→ Text:
....

Exceptional American Doucherism

Exceptional American Doucherism: Rethugs vote to throw the world’s disabled over the cliff

The most common foreign policy refrain we hear from the Rethugs is a loud, chest thumping  rendition of “American Exceptionalism” (ironically, a term coined by the American Communist Party in the 1920s during their factional disputes). Like its predecessor, “Manifest Destiny” the message is straightforward: Because of our superior values, based on liberty and democracy and embodied in our very governmental structure, God chose America to lead humanity to a better world.

Anyone making such a claim would be expected to walk the talk, to lead by example. The US Senate had a perfect opportunity to do just that last week by ratifying The U.N. Convention on the Rights of Persons With Disabilities.  The Convention, negotiated by George H.W. Bush and signed by Bush the Lesser, is modeled on the Americans with Disabilities Act and would provide the world’s disabled the same freedom of mobility that US citizens enjoy today.

....

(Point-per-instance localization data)
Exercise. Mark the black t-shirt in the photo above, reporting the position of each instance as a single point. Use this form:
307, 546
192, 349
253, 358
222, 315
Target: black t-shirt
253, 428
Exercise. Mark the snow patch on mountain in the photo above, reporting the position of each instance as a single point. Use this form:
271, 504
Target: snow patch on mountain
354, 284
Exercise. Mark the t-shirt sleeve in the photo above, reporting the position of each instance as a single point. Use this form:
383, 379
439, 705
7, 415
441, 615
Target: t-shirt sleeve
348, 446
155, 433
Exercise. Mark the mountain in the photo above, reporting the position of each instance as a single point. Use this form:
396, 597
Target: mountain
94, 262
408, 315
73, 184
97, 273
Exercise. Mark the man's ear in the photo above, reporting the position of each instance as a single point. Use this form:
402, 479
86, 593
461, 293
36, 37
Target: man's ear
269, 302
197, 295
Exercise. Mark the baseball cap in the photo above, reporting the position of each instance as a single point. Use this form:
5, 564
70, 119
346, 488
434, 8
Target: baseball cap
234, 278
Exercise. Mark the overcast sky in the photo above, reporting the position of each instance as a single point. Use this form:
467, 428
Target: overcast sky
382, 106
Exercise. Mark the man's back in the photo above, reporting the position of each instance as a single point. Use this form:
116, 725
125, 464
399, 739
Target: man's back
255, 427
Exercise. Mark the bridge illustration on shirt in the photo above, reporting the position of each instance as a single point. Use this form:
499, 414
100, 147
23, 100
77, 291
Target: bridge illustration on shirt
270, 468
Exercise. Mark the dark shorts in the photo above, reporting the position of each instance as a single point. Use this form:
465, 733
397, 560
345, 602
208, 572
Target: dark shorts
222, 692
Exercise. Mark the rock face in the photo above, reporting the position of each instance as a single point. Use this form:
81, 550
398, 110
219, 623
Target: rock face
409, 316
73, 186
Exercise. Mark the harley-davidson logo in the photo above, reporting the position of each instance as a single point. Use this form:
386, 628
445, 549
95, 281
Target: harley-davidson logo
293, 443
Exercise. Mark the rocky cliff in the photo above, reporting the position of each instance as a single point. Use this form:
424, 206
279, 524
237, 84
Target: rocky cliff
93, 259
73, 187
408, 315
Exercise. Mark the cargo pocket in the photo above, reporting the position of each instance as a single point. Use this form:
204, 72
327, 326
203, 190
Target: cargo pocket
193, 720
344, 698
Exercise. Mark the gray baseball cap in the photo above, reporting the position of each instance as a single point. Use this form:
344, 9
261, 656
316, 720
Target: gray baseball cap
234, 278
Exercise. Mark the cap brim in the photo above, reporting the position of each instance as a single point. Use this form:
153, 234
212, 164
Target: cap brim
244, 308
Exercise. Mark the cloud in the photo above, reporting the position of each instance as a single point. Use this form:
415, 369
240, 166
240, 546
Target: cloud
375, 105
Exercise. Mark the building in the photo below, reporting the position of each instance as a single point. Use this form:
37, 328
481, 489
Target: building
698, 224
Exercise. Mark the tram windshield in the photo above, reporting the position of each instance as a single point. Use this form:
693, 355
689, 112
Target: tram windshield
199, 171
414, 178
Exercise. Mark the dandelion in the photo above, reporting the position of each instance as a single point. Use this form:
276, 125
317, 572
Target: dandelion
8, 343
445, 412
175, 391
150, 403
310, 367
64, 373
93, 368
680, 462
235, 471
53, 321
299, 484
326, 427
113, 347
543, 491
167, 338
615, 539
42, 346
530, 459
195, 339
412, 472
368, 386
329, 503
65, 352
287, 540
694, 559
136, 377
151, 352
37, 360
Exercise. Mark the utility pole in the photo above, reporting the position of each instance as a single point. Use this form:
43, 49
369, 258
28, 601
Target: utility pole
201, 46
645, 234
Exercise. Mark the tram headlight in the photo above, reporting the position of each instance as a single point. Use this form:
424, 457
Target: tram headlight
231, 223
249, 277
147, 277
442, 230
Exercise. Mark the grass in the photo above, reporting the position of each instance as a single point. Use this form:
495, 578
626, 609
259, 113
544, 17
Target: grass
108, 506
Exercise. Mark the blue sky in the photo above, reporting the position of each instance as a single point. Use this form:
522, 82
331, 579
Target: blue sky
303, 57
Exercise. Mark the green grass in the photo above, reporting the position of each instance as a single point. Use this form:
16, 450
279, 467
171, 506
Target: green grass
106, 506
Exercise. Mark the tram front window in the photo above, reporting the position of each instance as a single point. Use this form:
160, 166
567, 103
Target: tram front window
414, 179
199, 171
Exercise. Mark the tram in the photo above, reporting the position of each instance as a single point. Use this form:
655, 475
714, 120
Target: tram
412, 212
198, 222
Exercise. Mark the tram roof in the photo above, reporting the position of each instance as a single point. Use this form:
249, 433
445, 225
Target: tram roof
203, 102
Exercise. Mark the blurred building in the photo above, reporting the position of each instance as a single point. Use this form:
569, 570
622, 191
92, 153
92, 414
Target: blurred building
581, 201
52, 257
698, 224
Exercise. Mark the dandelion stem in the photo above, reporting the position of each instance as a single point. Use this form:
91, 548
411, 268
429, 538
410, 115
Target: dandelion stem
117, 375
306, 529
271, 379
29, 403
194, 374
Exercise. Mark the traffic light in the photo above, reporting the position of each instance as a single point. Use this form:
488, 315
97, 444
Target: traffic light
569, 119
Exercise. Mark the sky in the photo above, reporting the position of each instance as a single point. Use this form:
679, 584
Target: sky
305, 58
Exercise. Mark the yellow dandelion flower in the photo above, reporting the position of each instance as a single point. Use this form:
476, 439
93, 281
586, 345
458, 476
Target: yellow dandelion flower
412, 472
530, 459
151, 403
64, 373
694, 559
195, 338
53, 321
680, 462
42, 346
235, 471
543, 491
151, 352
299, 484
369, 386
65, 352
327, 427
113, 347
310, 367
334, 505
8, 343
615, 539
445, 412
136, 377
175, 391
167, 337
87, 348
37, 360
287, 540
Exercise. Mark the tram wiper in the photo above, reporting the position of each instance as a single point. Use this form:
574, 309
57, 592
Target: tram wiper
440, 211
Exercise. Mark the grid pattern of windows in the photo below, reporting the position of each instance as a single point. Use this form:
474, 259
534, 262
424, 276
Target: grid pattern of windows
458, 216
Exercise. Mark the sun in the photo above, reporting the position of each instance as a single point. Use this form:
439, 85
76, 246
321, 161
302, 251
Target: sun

....

→ Questions on the material:
1/ According to the text, who coined the term "American Exceptionalism"?
2/ Retype the part of the text that opens with the words containing "The most common" and closes with "a better world.".
Rely on the text alone and set the listing aside.

→ Task results:
1/ The American Communist Party, in the 1920s.

2/
The most common foreign policy refrain we hear from the Rethugs is a loud, chest thumping  rendition of “American Exceptionalism” (ironically, a term coined by the American Communist Party in the 1920s during their factional disputes). Like its predecessor, “Manifest Destiny” the message is straightforward: Because of our superior values, based on liberty and democracy and embodied in our very governmental structure, God chose America to lead humanity to a better world.